Testo fornito ::
------------------------------------

In silenzio

il diario di Silvia Marcellini

Dirò una cosa che a qualcuno farà storcere il naso…ma a me “questa cosa”, in parte, non dispiace.

L’altro giorno, ad esempio, … suonano alla porta. 

Io ero lì, avevo spostato il divanetto di vimini, proprio davanti alla finestra, c’era il caldo giusto, il sole giusto. E io, mio figlio e il gatto, si poltriva beati, giocando a scacchi. Fuori, sul balcone, una brezza leggera muoveva lievemente i ciuffi delle carote che spuntavano dal micro-orto allestito dentro alla vecchia cassapanca e il silenzio era denso. Un pomeriggio lento, come quando ero bambina e l’estate si passava a raccogliere trifogli per poi pestarli in una poltiglia da dare alle bambole. 


A me piace il silenzio.
A me piace la solitudine. 

O meglio, se proprio bisogna parlare che per lo meno serva a qualcosa. 

Se no si può stare anche zitti.

Ma in un mondo in cui conta solo quanti “followers” hai, il silenzio è diventato un lusso che in pochi si possono permettere…


E poi dopo che si parla, solo a me viene la nausea? Solo a me si secca la gola?

Cominci a pensare che quella cosa l’hai già detta o l’hai già sentita o che semplicemente non te ne importa niente, neanche di dirla, e ti distrai, guardi l’orologio, speri di trovare una scusa per andartene.


E la musica?

Troppa musica, troppe sigle, troppi jingles, troppo rumore. Ovunque, a casa, in auto, al ristorante, al bar, al karaoke, alla spa…mai un minuto di tregua, mai un attimo di sollievo.

------------------------------------

Esercizi ::
A: Nel diario sul silenzio, dove era stato allestito il micro-orto?
B: Scrivi il seguito del diario sul silenzio a partire dall'ultima frase riportata.
Le righe riportate più avanti non sono necessarie.

Descrizioni di regioni in linguaggio naturale ::

------------------------------------

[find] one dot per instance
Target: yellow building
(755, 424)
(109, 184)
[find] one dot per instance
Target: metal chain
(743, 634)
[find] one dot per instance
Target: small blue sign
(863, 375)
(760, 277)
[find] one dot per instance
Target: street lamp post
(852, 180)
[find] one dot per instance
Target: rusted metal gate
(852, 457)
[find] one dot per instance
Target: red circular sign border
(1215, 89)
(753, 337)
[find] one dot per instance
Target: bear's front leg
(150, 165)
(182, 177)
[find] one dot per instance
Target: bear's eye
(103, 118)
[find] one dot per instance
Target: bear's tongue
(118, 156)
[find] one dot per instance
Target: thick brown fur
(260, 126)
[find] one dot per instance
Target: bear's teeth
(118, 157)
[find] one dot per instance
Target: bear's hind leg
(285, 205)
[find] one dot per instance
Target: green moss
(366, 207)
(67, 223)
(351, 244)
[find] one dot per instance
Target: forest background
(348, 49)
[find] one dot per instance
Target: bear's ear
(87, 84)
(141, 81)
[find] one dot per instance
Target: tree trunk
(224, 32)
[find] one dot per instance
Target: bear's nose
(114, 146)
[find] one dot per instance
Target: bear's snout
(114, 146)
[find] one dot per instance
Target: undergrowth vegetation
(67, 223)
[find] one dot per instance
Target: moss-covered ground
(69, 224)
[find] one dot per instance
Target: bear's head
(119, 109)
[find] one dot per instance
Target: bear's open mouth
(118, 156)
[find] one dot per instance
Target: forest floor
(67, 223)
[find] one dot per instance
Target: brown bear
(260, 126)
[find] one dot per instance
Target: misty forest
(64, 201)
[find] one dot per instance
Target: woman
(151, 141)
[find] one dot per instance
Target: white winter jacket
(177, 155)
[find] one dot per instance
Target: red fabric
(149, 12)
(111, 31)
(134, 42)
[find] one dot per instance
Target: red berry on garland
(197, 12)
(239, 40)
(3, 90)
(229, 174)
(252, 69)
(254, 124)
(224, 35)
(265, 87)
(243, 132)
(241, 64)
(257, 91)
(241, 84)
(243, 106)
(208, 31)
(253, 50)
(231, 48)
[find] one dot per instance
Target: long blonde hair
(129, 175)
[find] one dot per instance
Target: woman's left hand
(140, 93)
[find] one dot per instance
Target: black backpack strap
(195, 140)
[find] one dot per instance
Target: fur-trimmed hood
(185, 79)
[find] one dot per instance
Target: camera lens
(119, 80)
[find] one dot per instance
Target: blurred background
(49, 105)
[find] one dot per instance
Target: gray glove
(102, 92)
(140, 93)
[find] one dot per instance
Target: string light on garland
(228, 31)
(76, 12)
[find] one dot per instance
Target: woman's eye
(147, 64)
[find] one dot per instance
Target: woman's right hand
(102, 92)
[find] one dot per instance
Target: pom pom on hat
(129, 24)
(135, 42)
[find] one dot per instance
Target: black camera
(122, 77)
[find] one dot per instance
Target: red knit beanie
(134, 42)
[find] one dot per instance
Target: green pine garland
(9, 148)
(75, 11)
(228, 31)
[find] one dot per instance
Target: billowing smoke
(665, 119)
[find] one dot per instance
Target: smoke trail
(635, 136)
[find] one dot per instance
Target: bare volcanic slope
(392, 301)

------------------------------------

Soluzioni ::
A: Dentro alla vecchia cassapanca, sul balcone.

B:
Poi quel pomeriggio, così beato e sul più bello, quel fastidioso richiamo all’attenzione. E io che mi sorprendo a pensare: “Oh no, di già? Già si ricomincia, si esce, ci si incontra, si parla, si ascolta musica, rumore, ci si riempie le giornate di cose da fare, interminabili, inutili, infinite. Si fanno cose, si vede gente, si torna a casa, si dorme e si riparte…si sprecano parole, si torna a prendere il bambino a calcio, in piscina e dall’amichetto, si rincorre il prete per la comunione e ci si accorda tra mamme per il lavoretto della maestra, si organizzano viaggi, si fanno valigie, si disfano valigie e ci si vanta del clima e della tintarella, si accampano scuse ” non ho avuto tempo”, “non l’ho visto”, “non stavo bene”, si stabilisce con chi passare ferragosto e come festeggiare il compleanno e si trascorrono pomeriggi a scegliere regali che non servono a nessuno e poi…il lavoro e le tasse e i soldi, che non bastano mai e ora c’è anche la crisi…e…e…”

In silenzio, scivolo più in basso tra i cuscini del divano, mi accoccolo e accarezzo il gatto, che se la dorme pacifico, incurante di come va il mondo.

“Ma mamma non andiamo a vedere chi ha suonato?” 

“Nooo, oggi no, non è ancora finito il “lockdown”, c’è il covid…da domani riparte tutto, ma oggi no. Abbiamo ancora qualche ora tutta per noi.”